• Task objective
Please return every line of the records that contains the word "green".
———
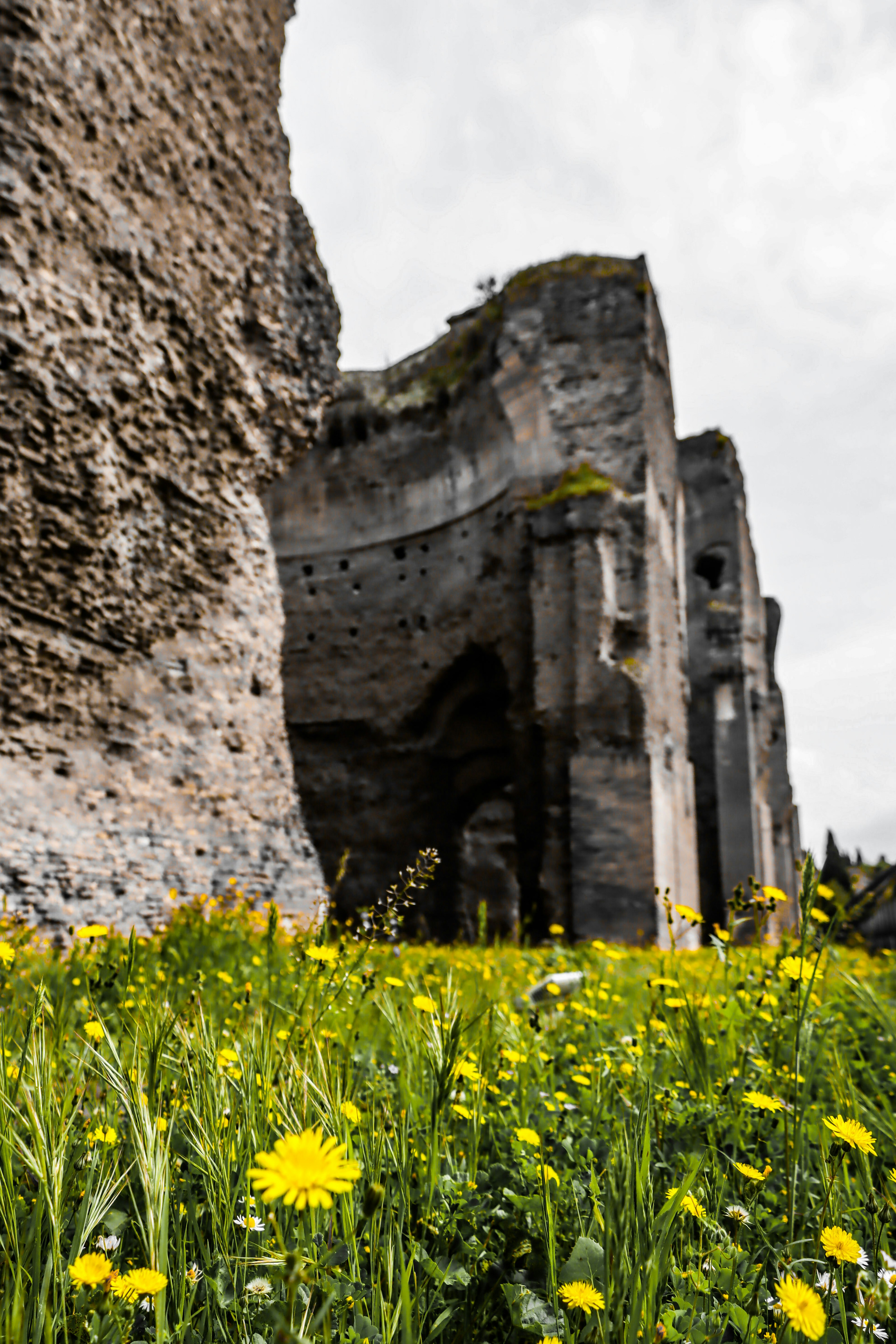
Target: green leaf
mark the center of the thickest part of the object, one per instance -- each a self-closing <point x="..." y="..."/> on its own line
<point x="440" y="1323"/>
<point x="586" y="1264"/>
<point x="528" y="1312"/>
<point x="366" y="1328"/>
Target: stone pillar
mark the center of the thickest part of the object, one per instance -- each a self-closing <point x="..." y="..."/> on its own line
<point x="168" y="341"/>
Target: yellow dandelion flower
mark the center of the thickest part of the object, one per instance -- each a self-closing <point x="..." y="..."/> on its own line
<point x="852" y="1134"/>
<point x="584" y="1296"/>
<point x="142" y="1283"/>
<point x="763" y="1103"/>
<point x="688" y="1204"/>
<point x="326" y="952"/>
<point x="839" y="1245"/>
<point x="750" y="1172"/>
<point x="794" y="968"/>
<point x="802" y="1307"/>
<point x="91" y="1271"/>
<point x="305" y="1170"/>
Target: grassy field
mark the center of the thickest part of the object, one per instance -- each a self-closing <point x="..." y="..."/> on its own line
<point x="682" y="1146"/>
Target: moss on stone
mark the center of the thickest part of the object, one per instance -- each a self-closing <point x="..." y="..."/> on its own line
<point x="584" y="480"/>
<point x="574" y="265"/>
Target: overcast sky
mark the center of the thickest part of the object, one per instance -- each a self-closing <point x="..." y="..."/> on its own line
<point x="749" y="150"/>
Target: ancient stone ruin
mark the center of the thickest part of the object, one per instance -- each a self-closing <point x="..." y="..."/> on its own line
<point x="523" y="623"/>
<point x="167" y="338"/>
<point x="525" y="626"/>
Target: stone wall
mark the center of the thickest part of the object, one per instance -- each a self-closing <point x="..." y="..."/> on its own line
<point x="747" y="823"/>
<point x="167" y="339"/>
<point x="481" y="562"/>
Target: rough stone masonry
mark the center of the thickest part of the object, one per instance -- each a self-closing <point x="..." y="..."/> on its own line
<point x="511" y="596"/>
<point x="167" y="341"/>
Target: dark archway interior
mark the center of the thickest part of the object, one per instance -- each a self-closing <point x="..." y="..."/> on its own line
<point x="711" y="566"/>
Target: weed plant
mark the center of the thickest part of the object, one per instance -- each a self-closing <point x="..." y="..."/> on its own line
<point x="236" y="1132"/>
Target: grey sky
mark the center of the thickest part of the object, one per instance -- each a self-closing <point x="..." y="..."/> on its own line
<point x="750" y="150"/>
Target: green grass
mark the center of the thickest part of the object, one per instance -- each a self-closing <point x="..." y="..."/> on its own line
<point x="226" y="1033"/>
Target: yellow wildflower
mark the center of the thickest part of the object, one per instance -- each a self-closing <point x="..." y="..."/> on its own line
<point x="802" y="1307"/>
<point x="750" y="1172"/>
<point x="763" y="1103"/>
<point x="794" y="968"/>
<point x="323" y="952"/>
<point x="91" y="1271"/>
<point x="851" y="1132"/>
<point x="839" y="1245"/>
<point x="688" y="1204"/>
<point x="142" y="1283"/>
<point x="305" y="1170"/>
<point x="584" y="1296"/>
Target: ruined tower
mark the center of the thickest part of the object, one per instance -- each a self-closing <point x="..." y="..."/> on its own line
<point x="167" y="339"/>
<point x="483" y="570"/>
<point x="746" y="818"/>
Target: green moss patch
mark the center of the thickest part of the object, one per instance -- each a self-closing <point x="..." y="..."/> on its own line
<point x="584" y="480"/>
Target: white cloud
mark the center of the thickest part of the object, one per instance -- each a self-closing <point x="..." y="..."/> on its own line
<point x="750" y="151"/>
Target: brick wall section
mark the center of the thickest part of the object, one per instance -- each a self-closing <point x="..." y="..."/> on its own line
<point x="167" y="341"/>
<point x="460" y="667"/>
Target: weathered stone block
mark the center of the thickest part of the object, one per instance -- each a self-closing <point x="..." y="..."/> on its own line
<point x="167" y="339"/>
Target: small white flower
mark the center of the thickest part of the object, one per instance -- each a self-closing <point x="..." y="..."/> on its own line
<point x="259" y="1288"/>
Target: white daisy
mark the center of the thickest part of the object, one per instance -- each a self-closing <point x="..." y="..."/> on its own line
<point x="259" y="1288"/>
<point x="738" y="1214"/>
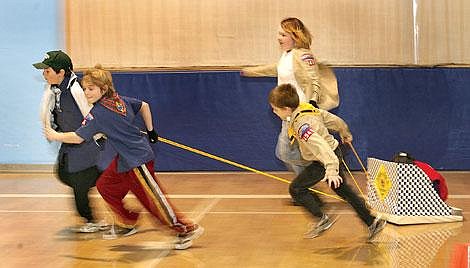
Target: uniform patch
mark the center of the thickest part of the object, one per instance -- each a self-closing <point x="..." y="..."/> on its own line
———
• Task response
Target: green leaf
Target: green grass
Target: green moss patch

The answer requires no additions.